Family incarceration is not a solution to family separation. To the extent the Senate is considering alternatives to family detention, we urge Congress and the administration to utilize non-restrictive, community-based alternatives to detention (ATDs) as the most appropriate response for families, children, and asylum seekers. Incarcerating families and young children in detention centers is unnecessary, costly, and harmful. Most families crossing the border do not pose a flight risk, and need not be funneled into detention or restrictive custody. Community-based ATDs effectively reunite individuals with family members currently living in the U.S., connect people with faith-based hospitality communities, or invest in family case management which helps people navigate the legal system.
Family incarceration is inhumane, immoral, and wrought with abuse. Reports have documented guards using family separation or the threat of separation as a method of discipline, as well as children experiencing signs of psychological and physical trauma. The American Association of Pediatrics found that family detention facilities do not meet the basic standards for the care of children in residential settings and “no child should be in detention centers or separated from parents.” It is critical that the administration institute true alternatives to detention, as family prisons endanger children’s health and safety and cost millions of dollars to maintain.

[WHAT YOU NEED TO DO] Can you carry the statement above on family detention and community-based alternatives forward, picking up right after its final sentence?

[DATA SEGMENT]
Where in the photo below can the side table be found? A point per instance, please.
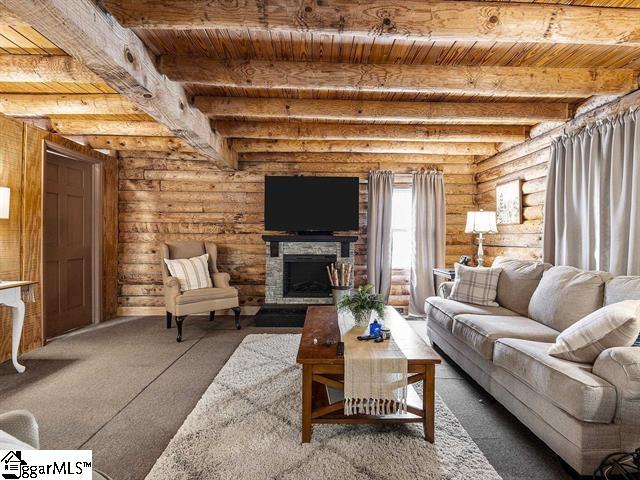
(11, 293)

[RESPONSE]
ATDs are less expensive and allow for individuals to have access to services in the community while they wait for fair adjudication of their immigration and asylum claims. When utilized, ATDs prove to be effective. Over 90% of those participating in them appeared at court hearings and other immigration appointments. For example, the Family Case Management Program, which allowed families to be released and receive intensive case supervision; help with child care and education; connections to legal counsel; and more rather than simply be detained. The program was 99 percent effective at having families show up for check-ins and court appearances and also ensured departure from the United States for those who did not win asylum. And, at a cost of only $36 per day per family, it was far cheaper than family detention, which costs over $300 per person per day. Members of Congress should push for the administration to better utilize ATDs through appropriations and public statements. As Congress considers funding for FY 2019, we call on Congress to reduce funding for immigration detention, deportation, and border militarization, and increase accountability and oversight of ICE and CBP. Pouring more money into the machinery of deportation and detention will not solve an outdated, punitive immigration system. Additional oversight of these agencies and border enforcement is essential to ensure adherence to international and U.S. law for asylum and human rights protection in immigration detention and enforcement.
Our faith has taught and called us to welcome the stranger, stand with the vulnerable, and love our neighbor. We call attention to the moral dimensions of public policy and recommend reforms that uphold the God-given dignity and rights of every person, each of whom are made in the image of God. Respecting the right to seek safety without fearing punishment through detention or separation from one’s children, parents, or other family members must be protected in policy.